RECORDED DATA:
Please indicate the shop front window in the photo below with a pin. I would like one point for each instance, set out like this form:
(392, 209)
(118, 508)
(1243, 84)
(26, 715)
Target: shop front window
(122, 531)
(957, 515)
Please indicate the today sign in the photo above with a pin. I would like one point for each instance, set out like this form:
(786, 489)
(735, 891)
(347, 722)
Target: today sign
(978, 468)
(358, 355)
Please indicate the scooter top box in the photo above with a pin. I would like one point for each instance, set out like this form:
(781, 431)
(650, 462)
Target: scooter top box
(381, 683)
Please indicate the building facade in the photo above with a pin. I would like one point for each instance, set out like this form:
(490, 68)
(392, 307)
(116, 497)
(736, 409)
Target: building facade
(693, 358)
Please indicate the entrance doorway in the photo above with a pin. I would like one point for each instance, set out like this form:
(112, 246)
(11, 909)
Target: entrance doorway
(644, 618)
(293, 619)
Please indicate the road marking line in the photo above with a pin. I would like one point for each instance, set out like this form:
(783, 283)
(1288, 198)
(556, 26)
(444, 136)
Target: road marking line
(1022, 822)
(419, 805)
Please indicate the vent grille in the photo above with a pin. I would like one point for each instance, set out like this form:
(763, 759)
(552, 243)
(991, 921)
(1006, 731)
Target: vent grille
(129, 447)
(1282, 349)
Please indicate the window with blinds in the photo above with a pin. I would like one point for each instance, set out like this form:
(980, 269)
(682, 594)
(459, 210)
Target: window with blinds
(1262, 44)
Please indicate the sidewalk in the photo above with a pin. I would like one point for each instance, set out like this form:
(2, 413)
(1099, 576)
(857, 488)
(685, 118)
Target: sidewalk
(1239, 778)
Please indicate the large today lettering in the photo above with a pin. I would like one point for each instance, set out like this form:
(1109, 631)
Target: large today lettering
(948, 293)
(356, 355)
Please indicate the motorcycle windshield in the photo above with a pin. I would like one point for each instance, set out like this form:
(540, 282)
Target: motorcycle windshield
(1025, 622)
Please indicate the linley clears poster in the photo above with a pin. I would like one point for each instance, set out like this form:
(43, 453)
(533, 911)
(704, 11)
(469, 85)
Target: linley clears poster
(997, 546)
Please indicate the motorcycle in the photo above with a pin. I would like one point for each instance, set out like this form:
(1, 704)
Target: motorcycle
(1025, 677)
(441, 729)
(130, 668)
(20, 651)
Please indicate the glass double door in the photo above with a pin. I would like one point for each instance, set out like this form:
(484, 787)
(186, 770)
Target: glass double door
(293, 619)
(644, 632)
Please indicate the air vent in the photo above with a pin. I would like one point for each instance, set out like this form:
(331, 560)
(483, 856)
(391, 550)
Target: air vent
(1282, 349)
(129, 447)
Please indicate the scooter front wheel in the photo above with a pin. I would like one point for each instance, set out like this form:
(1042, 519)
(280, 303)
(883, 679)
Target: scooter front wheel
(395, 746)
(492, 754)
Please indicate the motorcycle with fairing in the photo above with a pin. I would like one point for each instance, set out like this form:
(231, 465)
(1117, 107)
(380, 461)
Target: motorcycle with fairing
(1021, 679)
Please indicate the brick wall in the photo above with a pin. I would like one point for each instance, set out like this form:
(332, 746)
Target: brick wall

BRIEF:
This exercise needs each record retyped exactly as shown.

EXERCISE OUTPUT:
Please indicate the shop front window in the photo below with a pin. I would like one point for each instance, set out like this form:
(392, 209)
(118, 508)
(1243, 84)
(26, 715)
Target: shop front window
(122, 531)
(957, 515)
Please indicate the today sign in the photo above with a pin. I would like one point for each instance, set out like this form:
(786, 489)
(735, 891)
(347, 722)
Target: today sign
(978, 468)
(358, 355)
Please indicate the scooter top box in the photo above with a pin. I would like one point for each instance, set out like this form:
(781, 431)
(650, 462)
Target: scooter top box
(381, 683)
Please indicate the building facade in the photo above with a pin. I would like one point for each instance, set out like this form:
(490, 68)
(392, 307)
(116, 497)
(736, 409)
Target: building facade
(693, 358)
Please indicate the entrance doorway in the photo above with a pin. I would like one point for each instance, set out like this form:
(112, 246)
(11, 909)
Target: entrance doorway
(644, 618)
(293, 619)
Please indicate the road marking line in the photo above with a pin. I would like one point for each instance, set out like this form:
(783, 283)
(1288, 198)
(556, 26)
(444, 136)
Target: road marking line
(1022, 822)
(419, 805)
Please indicate the vent grille in the photo above with a pin. I would like one point for each instance, set out like this form:
(763, 759)
(552, 243)
(991, 921)
(1006, 731)
Target: vent grille
(129, 447)
(1282, 349)
Please indicate the window with blinds in the photo above with a pin. I would like one point for each instance, set out like this form:
(980, 269)
(682, 594)
(459, 210)
Target: window with blinds
(1262, 44)
Please indicate the sidewalk in the photo above with a pin. I would like one point for each instance, set out like this form:
(2, 413)
(1099, 576)
(857, 488)
(685, 118)
Target: sidewalk
(1239, 778)
Please indicate the large today lettering in the photo above with a pin. I would like one point for each instance, set out like this form:
(1109, 631)
Target: large today lettering
(948, 293)
(356, 355)
Please indicate the motorcycle windshield in the photo above with a pin. I would like one point for each instance, set out like this form:
(540, 282)
Target: motorcycle windshield
(1025, 622)
Please indicate the linley clears poster in the photo above with a pin. I would like one point for each instance, set out like this form:
(43, 453)
(533, 911)
(704, 11)
(469, 85)
Target: linley clears poster
(997, 546)
Please indicate the motorcycle in the photo above with a pin. I would like one point for each instance, set out like this form:
(1, 704)
Target: motorcycle
(1025, 677)
(441, 729)
(130, 668)
(20, 651)
Please indicate the glass double door in the photo above with a pin. I would like one point for each instance, set out like this form:
(484, 787)
(186, 770)
Target: glass double door
(293, 619)
(644, 632)
Please indicate the air vent in the photo above with a pin. I would like one point for each instance, set out like this form:
(331, 560)
(483, 856)
(391, 550)
Target: air vent
(1282, 349)
(129, 447)
Please indicate the scooter front wheel in the photo above with a pin. I would like one point for each instance, set out like this form:
(1042, 519)
(280, 303)
(883, 679)
Target: scooter front wheel
(395, 746)
(492, 754)
Please indicate the motorcycle with fairing in the photo above with a pin. I would like one point for each instance, set out like this form:
(231, 465)
(1117, 107)
(380, 461)
Target: motorcycle with fairing
(1021, 679)
Please indicate the brick wall in the photo above with a pin. I would like one point for each instance, set out like this form:
(332, 746)
Target: brick wall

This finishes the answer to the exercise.